[Point annotation dataset records]
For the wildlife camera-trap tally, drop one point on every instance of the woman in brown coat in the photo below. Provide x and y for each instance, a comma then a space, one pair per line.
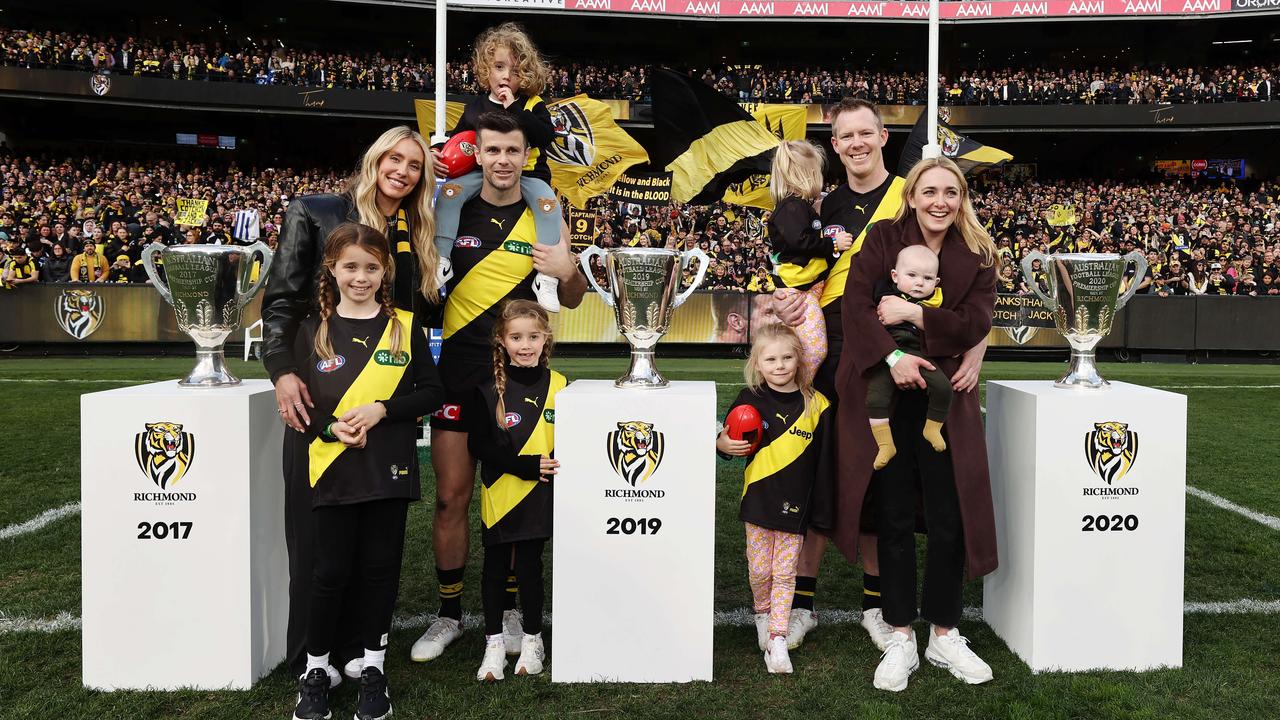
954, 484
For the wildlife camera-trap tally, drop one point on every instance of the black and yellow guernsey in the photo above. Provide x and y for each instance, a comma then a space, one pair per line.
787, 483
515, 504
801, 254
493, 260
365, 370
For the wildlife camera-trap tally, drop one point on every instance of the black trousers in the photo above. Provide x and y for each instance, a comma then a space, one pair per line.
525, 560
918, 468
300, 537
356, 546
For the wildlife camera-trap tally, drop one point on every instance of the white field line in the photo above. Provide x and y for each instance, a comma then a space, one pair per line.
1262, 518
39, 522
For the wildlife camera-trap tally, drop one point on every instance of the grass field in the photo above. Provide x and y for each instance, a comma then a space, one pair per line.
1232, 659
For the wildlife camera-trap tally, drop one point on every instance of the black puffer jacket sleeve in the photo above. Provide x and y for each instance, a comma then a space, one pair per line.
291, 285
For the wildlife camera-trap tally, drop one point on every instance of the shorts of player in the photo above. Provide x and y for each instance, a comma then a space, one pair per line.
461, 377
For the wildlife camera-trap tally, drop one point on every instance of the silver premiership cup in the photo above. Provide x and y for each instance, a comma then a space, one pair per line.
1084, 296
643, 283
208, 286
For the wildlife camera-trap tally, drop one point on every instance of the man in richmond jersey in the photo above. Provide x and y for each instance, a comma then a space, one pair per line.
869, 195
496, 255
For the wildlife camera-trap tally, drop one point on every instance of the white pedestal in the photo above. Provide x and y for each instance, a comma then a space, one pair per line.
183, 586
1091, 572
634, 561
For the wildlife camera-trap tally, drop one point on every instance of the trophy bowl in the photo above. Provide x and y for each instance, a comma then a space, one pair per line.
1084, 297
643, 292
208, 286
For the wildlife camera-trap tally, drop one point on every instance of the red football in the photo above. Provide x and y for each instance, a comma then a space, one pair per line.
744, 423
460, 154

What is expected
Reproduce all of the material above word for word, leaving the pictures out.

Output below
For the wildlife camera-trap tally, drop one point on every instance of the woman in brown coat in the photo below. Provide x and y for each instance, a comma then a space, one pair per line.
954, 484
For the wildlife camera-trap tally, drop one point on every instance of the black and yellow guernsey in the photo above. Provide x and y for each instance, a comma then a space, one pair per line.
787, 483
515, 504
801, 254
493, 260
365, 370
For the wildlife camera-trap tally, drop one point on every instance of the black trousers in the photo above. Provide x and y for each instance, a comma then a space, one pair per line.
525, 560
918, 468
300, 537
356, 546
For the wildlife camera-trap tally, drop one point on every instance of the white field line in the photo above. Provide x and y for each instance, a comma then a space, one pair per line.
1262, 518
39, 522
For the wildlife camera-trap tally, drop one point on every instance of the grass field in the photo above. Provide x and y for each instance, a comma then a space, one pair per line.
1232, 659
For the wildlife camera-trap tally, drop one point on every instance of the black puffer jacket sleeve in the photo above. Provide x and y for each instance, a comma then a space, one pair per line.
291, 285
For the wildlife camera-trap tally, drop one point on every instance of the shorts of player in the photo above. Provide x and y for each instance, a comma then a space, one pair per line.
461, 377
For the wildlife camera-trap tally, drop one point on every instance of the silver premiership cup in the photo above. Provide x and y for each instance, a comma then a space, one pair per line.
1084, 296
643, 283
208, 286
For the wildlife camera-trap tally, drop one point on every instance of the man in richmond jersey in the photo above. Provide x and y for each instance, a comma then a space, one pair per line.
869, 195
496, 255
For the wildlife camera-trap tally, drop one point on every instance of the white pedestal in the photo above. Provide x and y for each instance, a comma then a space, one pair per line.
183, 586
1091, 572
634, 561
For the wildlife camera-trap tally, drop one point on every instance of the trophy bowl in the photo above. Provide x and y for each instance, a comma then a space, one pair per line.
1084, 297
643, 292
208, 286
For the wildlife camera-trap tally, drop one point on every instance of the red football in the photo above. Provide x and y for each instance, a comma then a space, one pair per line.
744, 423
460, 154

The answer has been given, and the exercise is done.